-------- Excerpt provided --------
I did everything I could to give them the tools to protect themselves, to trust themselves, to trust us if they were worried, and to do what they had to if they felt they needed to protect themselves, and to know that we would trust them, support them, and safeguard them, regardless of whether that might offend anybody.

It doesn't matter how hypervigilant you are, there are times when our kids are alone. All female staff? Awesome. Statistically rarer, but yes, female predators, on both genders, are on the rise. And how about the students? How about the support staff?

If something happened, yes, I'd be beside myself. But I'd still feel I had to get the balance between realism, and idealism. And also, that I have always felt it is really important to let my kids know that if something like sexual abuse occurred to them, it was shit, it was horrible, but they could get through it, and that they were supported, loved, and valued, just as much as ever, every step of the way.

Greenshake · 08/12/2023 21:00

Cantgetwarmbrr · 08/12/2023 18:59

@Greenshake Quite clear why? What would possess your mind to think that way on a perfectly innocent post about the one thing I was worried about? I’m a mid 40’s mum with a 5 year old Dd, posted on here for years. Why be so twisted and nasty, what is the point, your mind really thinks that way, then you need help.

I don’t need help. I have spent years working with some very high risk sex offenders and am always on my guard. I quite reasonably said that I was wondering where your post was going, as you repeatedly asked the same question, and I automatically prick up my ears when people ask how offenders can abuse children in front of their parents. Surely you must understand why? You may well be a mid 40’s mum with a daughter, but that’s the thing with the Internet - not everyone is who they say they are. I can attest to this via numerous real life experiences which for obvious reasons, I cannot discuss. On top of that, we already know that there is at least one person saying they are a man on this post. You can think I am “twisted and nasty” all you like, that’s entirely your prerogative. If you want to continue to take offence, carry on. I have no wish to fall out with you, but make sure your self disclosed hyper vigilance isn’t clouded by your misplaced outrage. If you want to PM me to talk about this further, feel free.
-------- Data listing --------
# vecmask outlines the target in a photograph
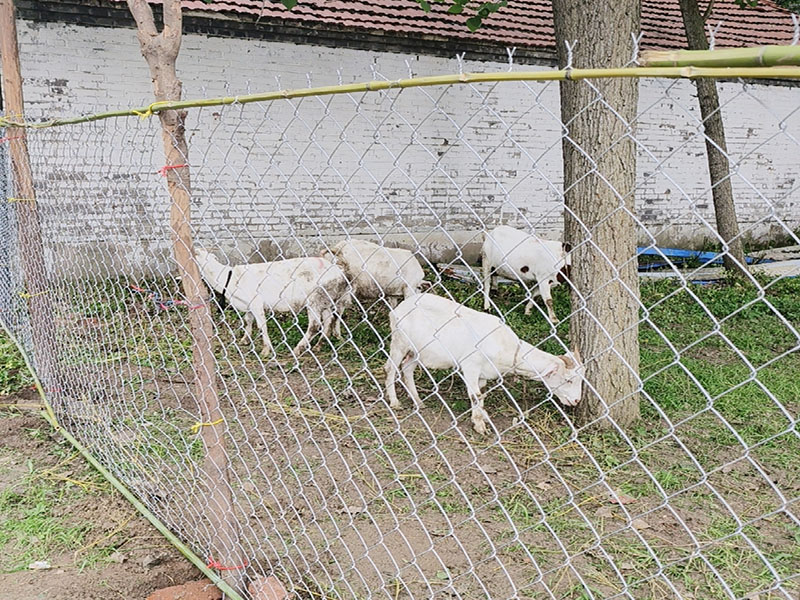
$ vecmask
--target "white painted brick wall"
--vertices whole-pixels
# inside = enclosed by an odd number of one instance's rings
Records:
[[[19,37],[29,118],[152,99],[133,30],[21,22]],[[306,87],[307,73],[314,86],[337,83],[337,72],[345,83],[396,79],[409,68],[432,75],[458,64],[198,35],[184,36],[178,62],[186,98]],[[763,237],[800,227],[800,88],[720,88],[743,231]],[[640,94],[641,239],[697,243],[714,221],[694,87],[645,81]],[[269,238],[471,231],[501,220],[559,237],[558,114],[552,82],[194,110],[188,133],[197,235],[245,252]],[[156,118],[117,119],[30,135],[50,238],[83,242],[79,254],[91,247],[106,264],[123,267],[152,262],[153,248],[164,255],[168,199],[155,174],[163,164],[158,127]]]

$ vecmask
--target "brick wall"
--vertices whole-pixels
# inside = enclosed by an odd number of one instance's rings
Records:
[[[132,29],[23,20],[29,118],[146,105],[150,77]],[[468,58],[468,57],[467,57]],[[214,97],[458,70],[454,59],[187,34],[184,97]],[[467,71],[503,63],[465,61]],[[528,68],[547,68],[525,67]],[[307,77],[307,74],[309,75]],[[748,235],[800,227],[800,89],[722,83],[739,219]],[[509,221],[561,233],[556,83],[421,88],[193,110],[196,235],[247,258],[270,242],[346,234],[471,237]],[[713,211],[694,87],[642,82],[641,240],[699,244]],[[46,234],[58,255],[110,272],[167,268],[168,198],[158,120],[113,119],[32,133]],[[437,243],[439,243],[437,242]],[[296,243],[295,245],[298,245]],[[451,244],[455,246],[455,244]],[[273,245],[274,246],[274,245]]]

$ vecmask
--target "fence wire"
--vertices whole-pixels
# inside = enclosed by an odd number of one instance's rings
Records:
[[[577,427],[557,386],[503,370],[516,348],[493,354],[488,333],[467,348],[490,368],[480,376],[488,429],[477,433],[462,376],[425,364],[454,319],[430,315],[416,348],[420,402],[401,379],[390,409],[394,301],[352,286],[341,337],[317,336],[298,354],[308,311],[266,310],[274,358],[257,328],[243,339],[235,301],[214,297],[224,420],[204,422],[156,119],[28,132],[62,373],[59,387],[44,385],[60,424],[213,568],[275,575],[298,598],[797,598],[800,286],[790,270],[758,270],[769,265],[729,281],[707,255],[663,250],[705,238],[713,251],[721,240],[691,84],[648,86],[631,124],[643,415],[632,428]],[[722,108],[726,123],[747,123],[730,130],[728,158],[753,253],[800,244],[800,184],[785,166],[800,151],[798,92],[776,87],[793,102],[770,104],[763,89],[726,84]],[[479,266],[497,226],[562,237],[569,133],[557,99],[554,83],[503,82],[191,110],[195,244],[223,279],[234,265],[321,265],[343,240],[406,248],[420,289],[564,355],[577,309],[569,283],[553,288],[551,325],[540,299],[524,314],[538,290],[530,281],[500,277],[484,310]],[[32,353],[15,208],[0,211],[10,241],[0,318]],[[512,268],[510,250],[499,267]],[[262,272],[259,293],[297,273]],[[227,443],[238,565],[211,556],[206,427]]]

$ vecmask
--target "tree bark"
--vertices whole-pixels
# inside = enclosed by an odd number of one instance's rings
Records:
[[[705,22],[711,14],[713,0],[709,0],[704,14],[700,14],[698,0],[679,0],[679,2],[689,50],[708,50]],[[726,269],[734,273],[746,273],[744,249],[739,235],[739,221],[736,218],[736,205],[733,201],[733,186],[728,167],[728,148],[725,144],[725,127],[722,123],[717,84],[713,79],[700,78],[695,80],[695,85],[705,131],[708,174],[711,179],[711,195],[714,200],[717,233],[723,240],[723,264]]]
[[[638,0],[553,0],[559,63],[578,40],[581,68],[616,67],[633,54]],[[633,78],[560,85],[566,240],[572,244],[570,338],[586,366],[579,424],[626,427],[639,418],[639,280],[632,122]]]
[[[0,0],[0,54],[6,114],[12,119],[22,121],[25,109],[13,0]],[[21,127],[9,127],[6,135],[9,138],[15,198],[13,205],[17,216],[19,255],[25,280],[24,297],[27,298],[30,315],[33,361],[44,391],[52,400],[63,392],[64,382],[58,361],[52,290],[44,261],[42,226],[33,186],[28,142],[25,129]],[[2,198],[0,201],[6,202],[7,199]]]
[[[181,44],[182,15],[180,0],[165,0],[163,3],[164,27],[158,32],[153,13],[145,0],[127,0],[128,7],[138,28],[142,55],[150,67],[153,90],[157,102],[180,100],[181,82],[175,71],[175,61]],[[194,260],[191,232],[191,182],[189,179],[189,149],[186,143],[186,111],[165,110],[158,112],[161,120],[165,165],[184,165],[165,171],[167,188],[172,204],[170,227],[172,229],[173,253],[181,276],[181,285],[187,300],[194,308],[190,311],[193,341],[193,367],[195,373],[195,397],[200,409],[201,435],[206,448],[203,472],[207,493],[203,498],[193,498],[198,515],[208,518],[208,529],[213,538],[206,541],[209,559],[226,566],[220,575],[234,590],[242,592],[242,572],[235,568],[247,563],[239,544],[239,527],[235,521],[233,499],[229,481],[229,461],[225,448],[224,428],[213,425],[223,418],[217,394],[216,364],[212,347],[213,324],[211,321],[208,290],[202,282],[200,271]]]

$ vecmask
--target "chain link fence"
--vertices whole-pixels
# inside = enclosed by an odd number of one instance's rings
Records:
[[[298,257],[335,274],[320,257],[366,240],[413,253],[402,260],[425,283],[404,283],[484,312],[487,232],[562,237],[558,87],[521,81],[190,110],[192,234],[220,263],[208,283],[228,296],[210,299],[214,422],[193,384],[196,307],[171,258],[157,119],[28,131],[60,372],[43,385],[58,422],[212,569],[275,575],[297,598],[797,598],[800,285],[797,267],[764,250],[800,244],[787,166],[800,152],[798,92],[723,86],[740,226],[760,257],[730,280],[691,91],[643,83],[631,124],[642,419],[628,431],[578,427],[558,386],[536,380],[544,368],[526,378],[501,366],[521,346],[484,349],[491,333],[469,338],[494,369],[480,375],[485,434],[471,423],[468,368],[425,364],[427,346],[415,349],[419,402],[400,380],[392,410],[393,300],[350,288],[341,336],[297,353],[309,311],[270,304],[268,356],[258,329],[243,339],[234,296],[252,308],[300,271],[261,272],[252,297],[239,271],[223,281],[231,266]],[[0,212],[0,318],[33,355],[18,204]],[[706,252],[666,249],[689,242]],[[498,266],[511,268],[508,254]],[[485,311],[496,330],[564,355],[569,281],[553,287],[553,324],[534,282],[496,283]],[[420,300],[400,308],[409,302]],[[454,319],[426,315],[427,343],[446,345]],[[212,556],[209,427],[226,442],[237,564]]]

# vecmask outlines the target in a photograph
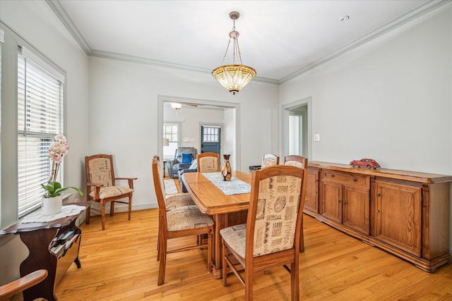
--------
[Exercise goal]
In the forum excerpt about protecting children from abuse, what does the writer who says "I don't need help" report having spent years doing? Please answer in one sentence.

[Expected answer]
The writer has spent years working with some very high risk sex offenders.